O que se pede —
No trecho sobre a brincadeira de Vera, o que era usado para brincar de Vera noiva?

Trecho do texto —
--------

Não desgosto do nome, mas naquela ocasião era um nome comum. Será que era uma catarse porque eu não gostava de me chamar Lusia e achava o nome de minha irmã caçula, Laís, o nome mais lindo do mundo?
Será que era uma maneira de igualar essa desvantagem?
Não sei. Mas também, nem quero saber. O que era divertido é que Veras podiam ser qualquer coisa.
Vamos brincar de Vera loja? Sim!!!
E, rapidamente, montávamos uma loja tirando roupas, bolsas e sapatos de seus abrigos e uma de nós era a vendedora e outra a compradora.
Feita a compra:
- tchau Vera, tchau, obrigada, ah, foi um prazer Vera
Outro dia, tarde chuvosa: vamos brincar de Vera viagem? Vamos!!!
Arrumávamos umas cadeiras em forma de trem no meio da sala e nos sentávamos para conversar como quem teria um longo trajeto pela frente. Em dado momento:
- Vera, vou ao vagão restaurante, quer alguma coisa?
- Ah Vera, traz um suco, umas bolachas...

E lá ia eu para a cozinha arrumar um lanchinho.
E Vera noiva? Usávamos pedaços do véu do berço da pequena, uma relíquia que minha mãe nos deu e desfilávamos pelo quintal. Ora entrando na igreja, ora na passarela, e ora entrando correndo, envergonhadas do vizinho bonitinho estar espiando a brincadeira.
A única lembrança triste que tenho da nossa singela brincadeira de Vera é que um dia, meu tio Delfino tinha chegado para passar uma temporada conosco e não conhecia a brincadeira.
Ao ouvir minha mãe chamando por mim e por minha irmã ele respondeu:

- acho que elas estão brincando com uma amiguinha, a Vera...

Meu tio Delfino não podia ver, nunca pode, não com os olhos.
Contamos a ele sobre a brincadeira e ele se divertiu, balançou a cabeça, as mãos. Eu me balanço como ele até hoje, quando resgato meu tempo, quando morro de saudades dele.

quinta-feira, 22 de outubro de 2009

Desprendimento

Será que quando começamos ter a sensação de que todas as nossas histórias foram há muito tempo é porque estamos nos sentindo velhos?
Estou com essa sensação. Lembrei de uma história bonita e mesmo antes de começar a coreografar as palavras no balé da narrativa eu me surpreendi pensando: nossa, mas eu nem tinha filhos quando isso se deu... E pensar que minha primogênita recém completou dez, não é tanto tempo assim.

--------

Informações fornecidas —
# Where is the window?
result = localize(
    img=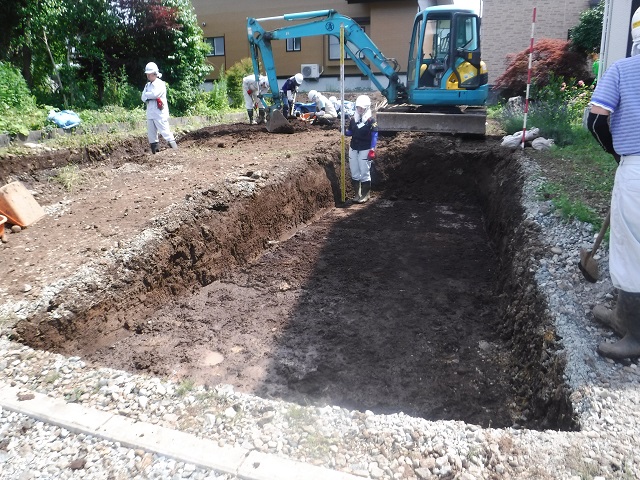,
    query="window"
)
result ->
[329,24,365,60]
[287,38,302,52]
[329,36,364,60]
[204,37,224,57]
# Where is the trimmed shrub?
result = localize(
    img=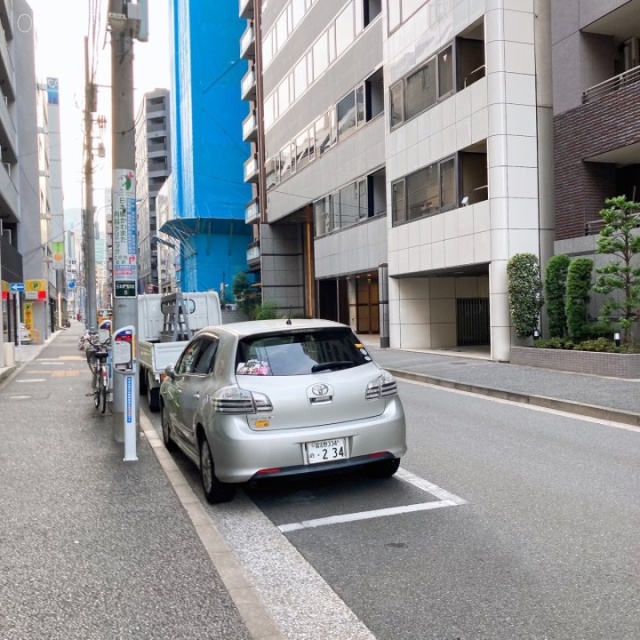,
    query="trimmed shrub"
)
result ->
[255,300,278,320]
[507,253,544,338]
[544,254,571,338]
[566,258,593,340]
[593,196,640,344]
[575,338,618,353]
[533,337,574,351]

--------

Resposta da tarefa —
Pedaços do véu do berço da pequena, uma relíquia que a mãe deu.